**REQUEST**
Copy the entries below word for word.

*** PROVIDED DATA

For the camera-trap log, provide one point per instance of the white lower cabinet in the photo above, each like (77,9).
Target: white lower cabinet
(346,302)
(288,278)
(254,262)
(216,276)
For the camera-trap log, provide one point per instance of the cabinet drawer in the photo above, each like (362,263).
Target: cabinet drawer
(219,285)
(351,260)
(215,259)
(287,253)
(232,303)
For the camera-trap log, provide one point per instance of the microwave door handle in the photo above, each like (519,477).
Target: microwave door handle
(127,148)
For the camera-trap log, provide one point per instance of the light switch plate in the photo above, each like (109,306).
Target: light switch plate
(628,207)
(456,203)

******

**SOLVED EXERCISE**
For the camera-trap log, provide one point per instance of the white lower cabinet in the photo above, each like (77,9).
Target: white lower cabinet
(346,302)
(288,278)
(254,262)
(216,276)
For the camera-trap log, provide one point per instance of the cabinet drawer in the photo above, each like (362,263).
Target: cabinet drawer
(219,285)
(351,260)
(215,259)
(287,253)
(232,303)
For the camera-trap log, provide one point per instance of the microwave door handle in the photo above, each like (519,477).
Target: microwave door handle
(127,148)
For the camera-trap log, provide one point per instance of the light switch plate in the photo above, each like (109,306).
Target: light switch plate
(628,207)
(456,203)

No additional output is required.